▸ Selected excerpt
10 Feb Vaccinations & Child Immunisation in Ireland
No parent likes the idea of their baby having an injection… however the memory of the vaccination will be long gone whilst the benefits of the vaccine or immunisation will support your baby for life. With vaccinations come so many questions… When should my baby receive them? Who should give them? How do vaccinations work? What if my baby has a reaction… how would I recognise this and what should I do?
Let me outline the basics… which should see you nicely through your baby’s vaccination programme. Our Irish vaccination programme is a 13-month programme comprising of a set of vaccinations at 2, 4, 6, 12 and 13 months. This service is supported by your GP, so you simply phone explaining which vaccine is due and when e.g. 2-month vaccination due in 2-weeks… and your GP practice will give you an appointment and arrange the rest, you’ll just need to show up on the day.
What are we vaccinating against and how do vaccinations work?
The vaccination programme
- 6 in 1 Diphtheria, Haemophilus influenzae b(Hib), HepatitisB, Pertussis (Whooping cough), Polio and Tetanus.
- PCV Pneumococcal conjugate vaccine
- Men B Meningococcal B
- Men C Meningococcal C
- Rotavirus Rotavirus oral vaccine
- MMR Measles, Mumps, Rubella
- Hib/MenC Haemophilus influenzae b and Meningococcal C combined vaccine.
How do vaccinations work?

▸ Dataset records
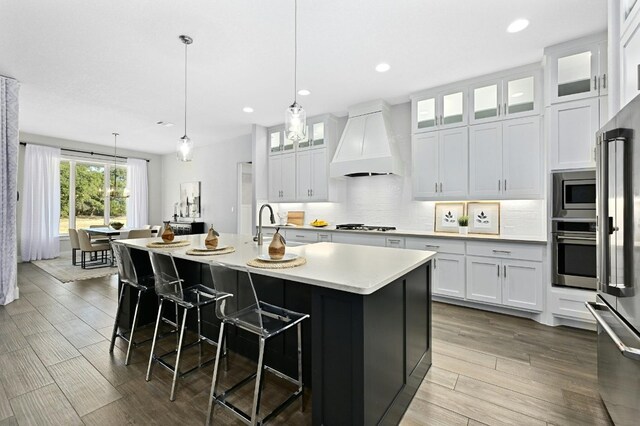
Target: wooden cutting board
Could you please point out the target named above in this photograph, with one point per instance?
(295, 217)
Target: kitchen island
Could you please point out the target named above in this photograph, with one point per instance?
(367, 345)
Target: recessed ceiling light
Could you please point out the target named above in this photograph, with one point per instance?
(383, 67)
(517, 25)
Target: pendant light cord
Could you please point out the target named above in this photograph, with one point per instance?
(295, 51)
(185, 88)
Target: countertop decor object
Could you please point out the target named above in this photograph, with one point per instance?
(446, 216)
(265, 264)
(184, 150)
(169, 244)
(216, 252)
(484, 218)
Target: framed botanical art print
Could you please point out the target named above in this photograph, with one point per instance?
(484, 218)
(447, 215)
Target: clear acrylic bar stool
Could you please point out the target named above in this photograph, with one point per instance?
(169, 288)
(247, 312)
(128, 277)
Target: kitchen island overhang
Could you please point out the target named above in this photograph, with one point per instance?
(368, 344)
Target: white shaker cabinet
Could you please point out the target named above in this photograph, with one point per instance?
(311, 175)
(440, 164)
(505, 159)
(577, 69)
(572, 133)
(521, 284)
(282, 177)
(484, 280)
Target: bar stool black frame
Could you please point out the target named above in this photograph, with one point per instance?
(169, 288)
(128, 277)
(265, 321)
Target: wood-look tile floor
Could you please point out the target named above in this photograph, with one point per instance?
(487, 368)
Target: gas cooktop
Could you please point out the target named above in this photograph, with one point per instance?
(363, 227)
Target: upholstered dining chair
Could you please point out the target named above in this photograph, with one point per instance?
(93, 249)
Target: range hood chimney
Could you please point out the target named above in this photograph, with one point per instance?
(367, 146)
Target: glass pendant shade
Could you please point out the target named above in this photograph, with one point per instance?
(295, 123)
(184, 150)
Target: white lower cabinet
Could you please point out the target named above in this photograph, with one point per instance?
(483, 280)
(514, 283)
(449, 275)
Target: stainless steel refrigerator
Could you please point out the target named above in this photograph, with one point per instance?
(617, 306)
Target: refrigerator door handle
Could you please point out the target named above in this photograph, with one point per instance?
(629, 352)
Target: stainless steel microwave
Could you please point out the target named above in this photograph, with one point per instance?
(574, 195)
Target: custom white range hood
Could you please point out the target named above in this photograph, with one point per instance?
(367, 146)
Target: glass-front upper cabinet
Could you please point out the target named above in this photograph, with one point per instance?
(275, 141)
(315, 136)
(577, 71)
(514, 95)
(440, 110)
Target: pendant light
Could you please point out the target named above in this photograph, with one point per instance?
(113, 192)
(295, 118)
(184, 150)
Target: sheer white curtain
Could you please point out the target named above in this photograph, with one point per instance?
(138, 186)
(9, 89)
(41, 207)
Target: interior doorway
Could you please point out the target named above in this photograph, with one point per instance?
(245, 198)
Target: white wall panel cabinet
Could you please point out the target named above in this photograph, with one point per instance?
(440, 164)
(505, 159)
(572, 133)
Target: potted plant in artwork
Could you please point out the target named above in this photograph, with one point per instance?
(463, 225)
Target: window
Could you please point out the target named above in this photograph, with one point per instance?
(86, 194)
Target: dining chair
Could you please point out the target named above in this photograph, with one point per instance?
(93, 248)
(261, 319)
(169, 288)
(75, 245)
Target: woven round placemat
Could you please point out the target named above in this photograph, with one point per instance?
(225, 250)
(172, 244)
(257, 263)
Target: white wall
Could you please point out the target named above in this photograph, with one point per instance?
(216, 167)
(154, 171)
(387, 200)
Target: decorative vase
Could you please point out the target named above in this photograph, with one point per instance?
(277, 246)
(211, 241)
(167, 233)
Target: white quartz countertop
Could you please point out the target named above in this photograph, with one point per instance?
(418, 233)
(345, 267)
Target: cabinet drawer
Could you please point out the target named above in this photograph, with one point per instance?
(506, 251)
(441, 245)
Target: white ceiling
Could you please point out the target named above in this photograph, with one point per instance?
(89, 68)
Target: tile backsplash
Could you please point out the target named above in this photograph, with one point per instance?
(387, 201)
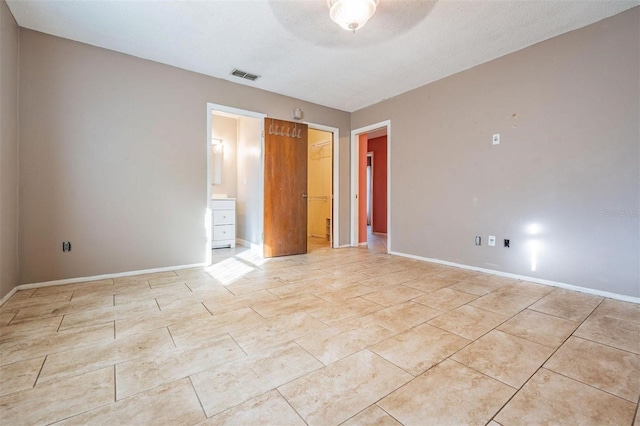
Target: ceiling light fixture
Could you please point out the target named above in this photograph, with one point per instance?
(352, 14)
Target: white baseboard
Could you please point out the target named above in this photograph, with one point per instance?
(8, 295)
(524, 278)
(248, 244)
(104, 276)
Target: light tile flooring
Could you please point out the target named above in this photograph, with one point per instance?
(338, 336)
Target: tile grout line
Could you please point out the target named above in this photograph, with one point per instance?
(587, 384)
(545, 361)
(198, 397)
(40, 371)
(289, 404)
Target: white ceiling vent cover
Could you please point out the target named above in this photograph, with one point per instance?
(243, 74)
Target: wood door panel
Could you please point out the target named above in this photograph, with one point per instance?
(285, 187)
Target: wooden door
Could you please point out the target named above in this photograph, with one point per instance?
(285, 188)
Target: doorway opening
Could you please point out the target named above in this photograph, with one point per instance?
(333, 134)
(319, 189)
(235, 179)
(370, 186)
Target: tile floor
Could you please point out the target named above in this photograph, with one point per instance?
(337, 336)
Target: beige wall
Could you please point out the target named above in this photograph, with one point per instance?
(113, 158)
(226, 128)
(567, 111)
(9, 54)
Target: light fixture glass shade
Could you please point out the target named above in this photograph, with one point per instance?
(352, 14)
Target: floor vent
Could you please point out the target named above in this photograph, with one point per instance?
(242, 74)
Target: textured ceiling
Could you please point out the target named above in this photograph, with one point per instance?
(298, 51)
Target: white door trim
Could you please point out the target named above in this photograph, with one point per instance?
(355, 151)
(211, 107)
(335, 151)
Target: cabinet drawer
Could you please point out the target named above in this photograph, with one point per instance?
(223, 204)
(224, 232)
(224, 217)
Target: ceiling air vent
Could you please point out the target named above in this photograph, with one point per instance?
(245, 75)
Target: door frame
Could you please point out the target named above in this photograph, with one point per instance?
(211, 108)
(355, 151)
(370, 194)
(335, 179)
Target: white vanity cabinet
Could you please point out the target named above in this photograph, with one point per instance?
(223, 222)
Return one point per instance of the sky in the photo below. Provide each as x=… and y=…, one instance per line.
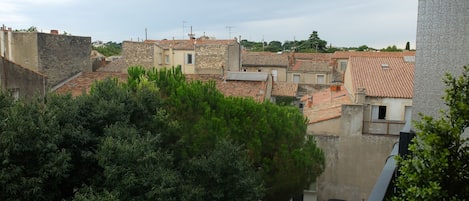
x=342, y=23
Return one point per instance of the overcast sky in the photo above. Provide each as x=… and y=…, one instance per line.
x=342, y=23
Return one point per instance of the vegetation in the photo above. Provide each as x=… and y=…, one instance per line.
x=437, y=169
x=109, y=49
x=155, y=137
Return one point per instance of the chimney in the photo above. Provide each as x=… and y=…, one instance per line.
x=360, y=96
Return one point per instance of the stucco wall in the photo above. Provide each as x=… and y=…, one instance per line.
x=28, y=82
x=62, y=56
x=25, y=50
x=328, y=127
x=353, y=164
x=353, y=160
x=442, y=46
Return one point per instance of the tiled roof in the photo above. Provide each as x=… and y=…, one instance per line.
x=258, y=59
x=346, y=54
x=309, y=65
x=395, y=81
x=326, y=104
x=253, y=89
x=188, y=44
x=284, y=89
x=83, y=82
x=313, y=56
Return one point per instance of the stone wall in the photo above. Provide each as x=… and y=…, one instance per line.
x=138, y=53
x=24, y=50
x=442, y=46
x=62, y=56
x=26, y=82
x=209, y=58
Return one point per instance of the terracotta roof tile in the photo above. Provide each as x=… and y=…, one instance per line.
x=395, y=81
x=284, y=89
x=188, y=44
x=258, y=59
x=252, y=89
x=326, y=104
x=346, y=55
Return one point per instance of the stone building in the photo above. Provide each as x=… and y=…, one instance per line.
x=56, y=55
x=21, y=82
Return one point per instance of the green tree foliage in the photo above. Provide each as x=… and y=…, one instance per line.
x=437, y=169
x=109, y=49
x=273, y=136
x=155, y=137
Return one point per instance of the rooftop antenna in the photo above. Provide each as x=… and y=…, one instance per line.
x=229, y=31
x=183, y=26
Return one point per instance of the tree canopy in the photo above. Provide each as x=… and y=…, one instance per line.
x=437, y=168
x=154, y=137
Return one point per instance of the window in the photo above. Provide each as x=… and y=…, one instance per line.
x=166, y=59
x=320, y=79
x=15, y=93
x=296, y=78
x=408, y=113
x=343, y=65
x=378, y=112
x=189, y=59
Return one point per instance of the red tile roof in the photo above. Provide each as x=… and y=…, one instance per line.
x=326, y=104
x=258, y=59
x=396, y=81
x=188, y=44
x=346, y=55
x=250, y=89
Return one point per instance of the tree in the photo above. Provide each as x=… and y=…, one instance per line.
x=437, y=168
x=274, y=137
x=274, y=46
x=316, y=43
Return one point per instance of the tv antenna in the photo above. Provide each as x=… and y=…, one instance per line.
x=229, y=31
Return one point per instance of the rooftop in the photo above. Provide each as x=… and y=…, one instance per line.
x=326, y=104
x=384, y=77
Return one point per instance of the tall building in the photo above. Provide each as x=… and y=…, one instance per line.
x=442, y=46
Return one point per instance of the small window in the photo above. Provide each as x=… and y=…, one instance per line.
x=15, y=93
x=166, y=59
x=343, y=65
x=296, y=78
x=320, y=79
x=189, y=59
x=378, y=112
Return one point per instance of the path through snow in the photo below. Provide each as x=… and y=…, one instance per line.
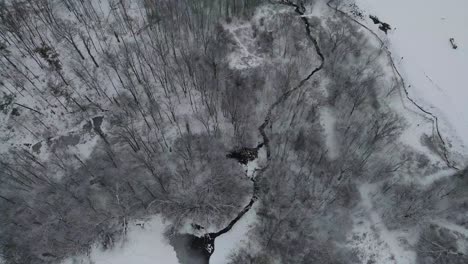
x=372, y=238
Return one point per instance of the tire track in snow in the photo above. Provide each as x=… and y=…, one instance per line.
x=433, y=118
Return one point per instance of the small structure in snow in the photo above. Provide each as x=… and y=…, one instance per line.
x=454, y=45
x=385, y=27
x=244, y=155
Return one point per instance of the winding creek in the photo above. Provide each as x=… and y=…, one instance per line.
x=191, y=249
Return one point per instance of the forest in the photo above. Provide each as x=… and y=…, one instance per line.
x=112, y=111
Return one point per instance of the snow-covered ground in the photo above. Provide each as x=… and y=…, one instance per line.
x=228, y=243
x=374, y=242
x=144, y=245
x=420, y=46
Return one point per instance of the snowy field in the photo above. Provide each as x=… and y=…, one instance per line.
x=420, y=46
x=144, y=244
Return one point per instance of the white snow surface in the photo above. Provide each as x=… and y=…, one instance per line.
x=420, y=46
x=237, y=237
x=144, y=245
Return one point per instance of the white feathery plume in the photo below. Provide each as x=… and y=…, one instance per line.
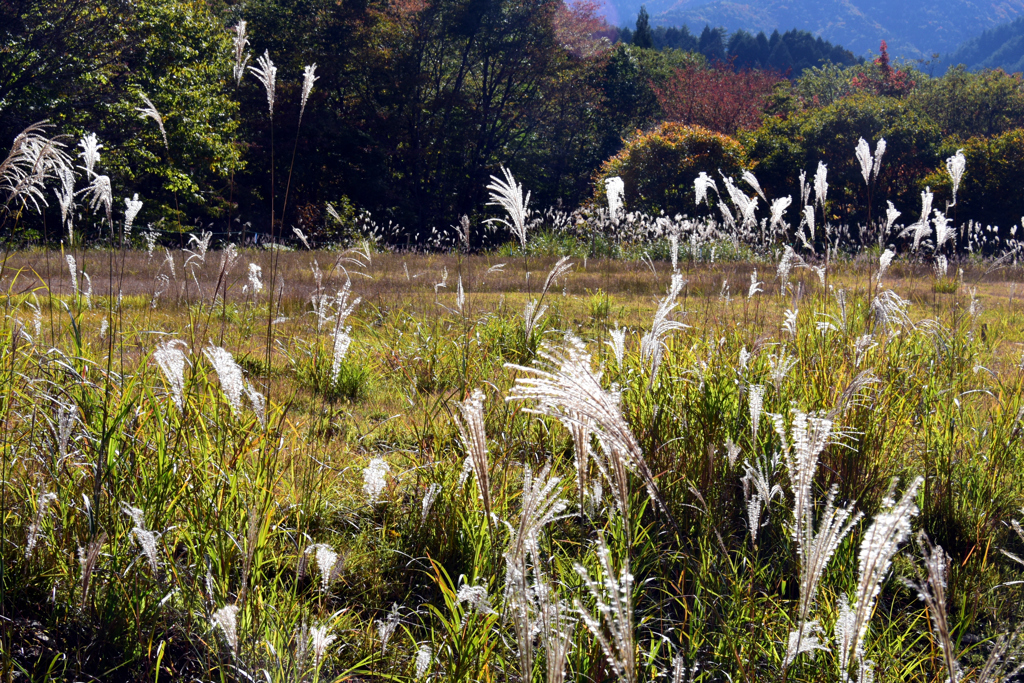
x=241, y=56
x=477, y=598
x=571, y=392
x=423, y=657
x=790, y=322
x=308, y=78
x=891, y=215
x=145, y=539
x=229, y=374
x=755, y=287
x=863, y=154
x=226, y=617
x=132, y=207
x=700, y=184
x=90, y=153
x=753, y=182
x=508, y=195
x=778, y=208
x=955, y=166
x=652, y=343
x=266, y=74
x=884, y=262
x=820, y=184
x=321, y=639
x=615, y=189
x=889, y=529
x=617, y=343
x=469, y=420
x=42, y=502
x=386, y=627
x=756, y=398
x=611, y=622
x=530, y=315
x=171, y=357
x=73, y=269
x=880, y=150
x=933, y=592
x=428, y=501
x=150, y=112
x=942, y=231
x=375, y=479
x=759, y=476
x=890, y=309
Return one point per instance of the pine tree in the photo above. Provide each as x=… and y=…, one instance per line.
x=642, y=37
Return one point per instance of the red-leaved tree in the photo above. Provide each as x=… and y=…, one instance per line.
x=882, y=79
x=718, y=97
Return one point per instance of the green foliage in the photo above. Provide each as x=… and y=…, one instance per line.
x=658, y=167
x=989, y=191
x=830, y=134
x=966, y=104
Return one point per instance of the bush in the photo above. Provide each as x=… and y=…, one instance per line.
x=989, y=191
x=658, y=167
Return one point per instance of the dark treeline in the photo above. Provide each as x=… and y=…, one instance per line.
x=788, y=52
x=417, y=102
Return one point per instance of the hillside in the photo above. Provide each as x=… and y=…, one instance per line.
x=1001, y=47
x=913, y=29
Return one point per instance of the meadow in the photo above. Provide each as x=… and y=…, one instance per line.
x=223, y=464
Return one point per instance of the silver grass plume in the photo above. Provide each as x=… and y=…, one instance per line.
x=227, y=617
x=132, y=207
x=652, y=343
x=755, y=399
x=778, y=208
x=759, y=477
x=889, y=310
x=150, y=112
x=616, y=341
x=753, y=182
x=818, y=549
x=701, y=184
x=508, y=195
x=145, y=539
x=241, y=56
x=266, y=74
x=73, y=269
x=820, y=184
x=469, y=420
x=933, y=592
x=890, y=528
x=34, y=160
x=611, y=623
x=42, y=502
x=375, y=479
x=955, y=166
x=308, y=78
x=321, y=639
x=229, y=374
x=571, y=392
x=423, y=657
x=386, y=627
x=329, y=563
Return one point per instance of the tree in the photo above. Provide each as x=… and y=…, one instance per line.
x=658, y=167
x=712, y=44
x=642, y=36
x=718, y=97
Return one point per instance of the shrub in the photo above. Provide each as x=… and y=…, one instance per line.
x=658, y=167
x=989, y=190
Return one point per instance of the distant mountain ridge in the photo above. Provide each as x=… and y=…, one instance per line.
x=912, y=29
x=1001, y=47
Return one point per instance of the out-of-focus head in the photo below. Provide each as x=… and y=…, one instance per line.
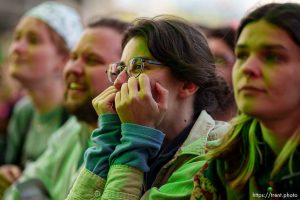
x=41, y=44
x=85, y=73
x=221, y=41
x=64, y=20
x=266, y=73
x=173, y=50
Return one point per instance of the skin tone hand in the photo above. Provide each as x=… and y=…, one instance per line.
x=104, y=102
x=10, y=172
x=135, y=102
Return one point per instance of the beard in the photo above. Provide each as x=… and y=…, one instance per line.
x=84, y=110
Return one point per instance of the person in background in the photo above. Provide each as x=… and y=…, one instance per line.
x=153, y=125
x=10, y=93
x=221, y=42
x=53, y=174
x=261, y=154
x=39, y=50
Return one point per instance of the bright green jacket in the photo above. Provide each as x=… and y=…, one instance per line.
x=174, y=181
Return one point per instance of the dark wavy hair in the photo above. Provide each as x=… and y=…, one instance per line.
x=180, y=45
x=285, y=16
x=240, y=148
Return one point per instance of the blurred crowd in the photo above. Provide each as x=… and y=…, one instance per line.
x=155, y=108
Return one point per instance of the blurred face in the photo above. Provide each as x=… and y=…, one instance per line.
x=33, y=55
x=224, y=58
x=137, y=47
x=266, y=73
x=84, y=73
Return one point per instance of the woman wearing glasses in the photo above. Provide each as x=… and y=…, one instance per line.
x=154, y=127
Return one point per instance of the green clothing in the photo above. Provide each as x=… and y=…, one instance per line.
x=174, y=180
x=209, y=183
x=59, y=165
x=29, y=132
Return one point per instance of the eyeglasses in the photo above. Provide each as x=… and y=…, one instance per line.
x=135, y=68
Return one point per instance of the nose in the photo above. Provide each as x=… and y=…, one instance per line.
x=75, y=67
x=121, y=79
x=252, y=67
x=18, y=47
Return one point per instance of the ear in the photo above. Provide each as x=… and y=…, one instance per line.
x=187, y=89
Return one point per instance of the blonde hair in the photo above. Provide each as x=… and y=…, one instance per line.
x=241, y=144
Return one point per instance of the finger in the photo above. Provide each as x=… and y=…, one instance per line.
x=15, y=172
x=107, y=92
x=117, y=98
x=163, y=95
x=132, y=86
x=124, y=92
x=145, y=86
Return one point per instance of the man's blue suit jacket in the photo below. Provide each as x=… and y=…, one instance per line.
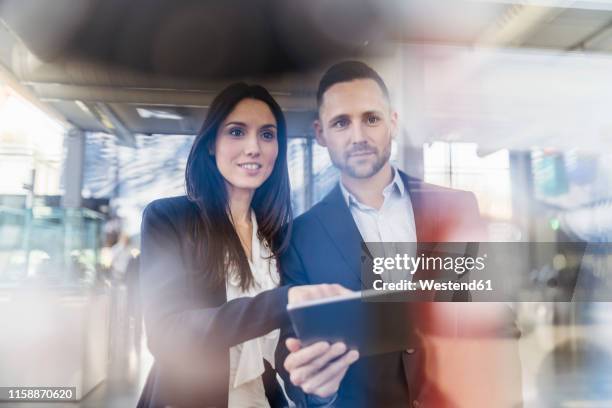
x=326, y=248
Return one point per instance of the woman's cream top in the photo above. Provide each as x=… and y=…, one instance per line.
x=246, y=359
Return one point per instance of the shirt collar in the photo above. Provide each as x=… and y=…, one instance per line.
x=396, y=185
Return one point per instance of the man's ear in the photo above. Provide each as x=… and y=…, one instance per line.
x=318, y=127
x=394, y=123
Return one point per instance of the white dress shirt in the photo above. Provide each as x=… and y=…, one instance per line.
x=393, y=224
x=246, y=387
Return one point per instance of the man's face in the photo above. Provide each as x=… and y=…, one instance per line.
x=356, y=125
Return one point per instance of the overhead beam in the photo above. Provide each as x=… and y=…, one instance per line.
x=154, y=97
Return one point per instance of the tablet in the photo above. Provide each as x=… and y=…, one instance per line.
x=368, y=321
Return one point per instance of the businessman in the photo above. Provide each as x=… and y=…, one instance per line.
x=373, y=202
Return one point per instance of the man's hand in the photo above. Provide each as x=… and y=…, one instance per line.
x=319, y=368
x=303, y=293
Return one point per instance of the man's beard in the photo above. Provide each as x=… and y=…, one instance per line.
x=362, y=172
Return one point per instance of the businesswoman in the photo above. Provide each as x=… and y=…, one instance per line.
x=209, y=276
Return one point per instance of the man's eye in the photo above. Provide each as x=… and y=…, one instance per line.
x=340, y=123
x=236, y=132
x=268, y=135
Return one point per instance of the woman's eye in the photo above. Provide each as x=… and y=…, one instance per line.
x=268, y=135
x=236, y=132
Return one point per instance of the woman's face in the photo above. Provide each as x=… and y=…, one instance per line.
x=246, y=146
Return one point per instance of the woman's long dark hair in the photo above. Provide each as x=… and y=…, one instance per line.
x=216, y=240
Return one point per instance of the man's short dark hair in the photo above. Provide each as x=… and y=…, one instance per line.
x=347, y=71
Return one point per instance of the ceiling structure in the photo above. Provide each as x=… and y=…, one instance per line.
x=153, y=66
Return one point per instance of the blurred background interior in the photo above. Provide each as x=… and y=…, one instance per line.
x=100, y=101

▸ Activity A
According to the article on child vaccinations in Ireland, at what ages does the Irish vaccination program give its sets of vaccinations?
▸ Activity B
List every disease that the article on child vaccinations in Ireland says the 6 in 1 vaccine covers.
▸ Activity C
Continue the article on child vaccinations in Ireland, starting after its final heading, "How do vaccinations work?".

▸ Answer space A
At 2, 4, 6, 12 and 13 months.

▸ Answer space B
- Diphtheria
- Haemophilus influenzae b (Hib)
- Hepatitis B
- Pertussis (whooping cough)
- Polio
- Tetanus

▸ Answer space C
Live vaccinations are made up of a weakened version of the bacteria or virus responsible for the disease. When the vaccine is given, the body s immune system detects this weakened or dead germ and reacts just as it would do if a new full-on infection were to occur. It begins to make antibodies against the vaccination, and it is these antibodies that remain in the body, ready to react if that actual infection or virus were ever to attack. Put simply, a vaccine tricks the body into thinking it is under attack by the illness that we are vaccinating against.
What to expect after a vaccine?
Side effects such as fever or soreness, redness or swelling to the vaccination area can be common after a vaccination. As each vaccination can trigger a different set of common reactions it is best to refer to your Vaccination booklet (which will be given by your public health nurse) for guidance.
A common question we are asked around vaccinations is ‘Is it safe to take my baby to the swimming pool before he is fully vaccinated’? And the good news is yes, it is perfectly safe for children to start swimming from birth before having their vaccinations. The diseases children are vaccinated against are not carried in water so you can take your child swimming at any time.